__Task item__:
Carry on the personal post below about the hectic Monday at the clinic and the demands of the new job, starting after its last sentence.

__Extracted text__:
Time is quickly stolen away as I realize it has been ten days since I last put my thoughts into a posting.  My weekdays are consumed with work and I am so mentally exhausted at the end of the 10-12 hours, I cannot think of anything except doing nothing.  The weekends are a dash of running errands, church activities and trying to cram time in with family and friends.  When I woke this morning, I could not believe Saturday and Sunday had already come to a close. 

This morning actually consisted of my husband waking me at eight minutes after seven.  For a point of reference, I usually leave the house at 7:05 am each day.  That should give you a quick understanding of how my Monday started with a bang.  Before I could get to the car, one of my employees was calling to tell me she would be out sick today.  I tried to force my brain into action as I reviewed what else was going on today.  It had already escaped my memory that I had one employee coming in at 10, one at 11 and a third running late due to a family situation.  The remaining two were not due until 9 and there was an additional staff member beginning orientation today.  It all became a harsh reality when I was the only one in the clinic at 8am and the patients were pouring in.  The poor new girl's orientation consisted of her watching me run around like a chicken with its head cut off for the first 2 hours.

Just two months ago I was so terribly worried about not having a job at all.  Praying and asking others to pray God would provide something before my final paycheck ran out.  Ironic isn't it and a quick reminder to be careful what you wish for lest it become reality.  Please don't misunderstand, I am VERY grateful to have this job.  We are blessed for the income and I am learning such a great deal each day.  The Lord has entrusted me with a mission field which I haven't quite figured out how to plant, sow and harvest as yet.  However, I find myself at times feeling quilty and a bit irritated at the lost time.  More so when I remember how much of that time I wasted in my last job.

__Given information__:
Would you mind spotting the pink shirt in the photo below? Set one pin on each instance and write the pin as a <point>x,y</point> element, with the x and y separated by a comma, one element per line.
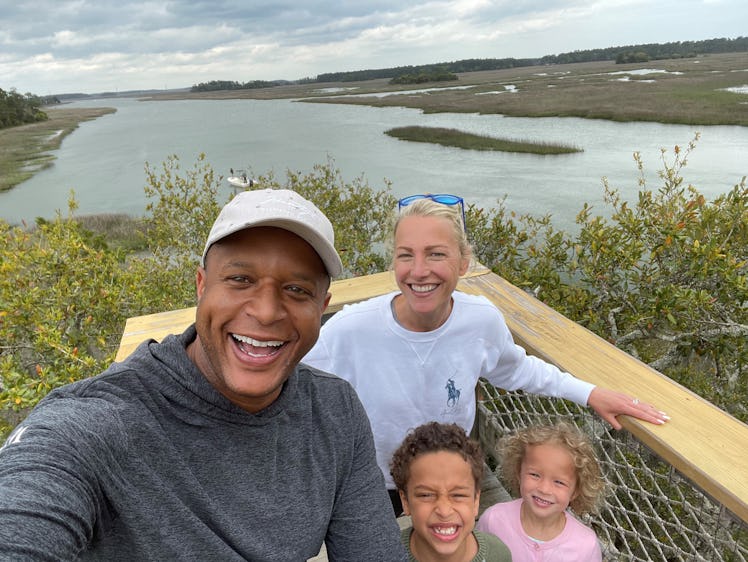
<point>576,543</point>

__Response to this exercise__:
I have now resorted to washing a load of clothes at night and putting them in the refridgerator until morning where I can pop them into the campus dryer for my husband to watch over them.  I still haven't been preparing proper meals even though the kitchen is adequate, the oven is now working and the cupboards are stocked.  We had planned for me to help my husband with the church work; however, now I come home each day and he has done everything by himself.  He is also doing the majority of the shopping, the errand running, the phone calls, the taking care of the dog and whatever else I lay on his plate for the day.  Let's don't even mention that my hopes of having a women's bible study in place and the children's lessons planned a month in advance are a total dream at this point.

Generally, I find myself flying by the seat of my pants and I am not happy about it.  This posting is being written at 1 am.  Why, you ask?  Because the hospital phone rang and after taking care of the call I could not go back to sleep because another wave of guilt hit me about not posting regularly.  It only got worse when I looked at my statistics for the blog and saw how few people have visited the site and why should they - I haven't written anything.  As I struggle to sort it all out, I wonder if there is any way I can fix this time problem.  Perhaps I can ask you to pray for me in that way.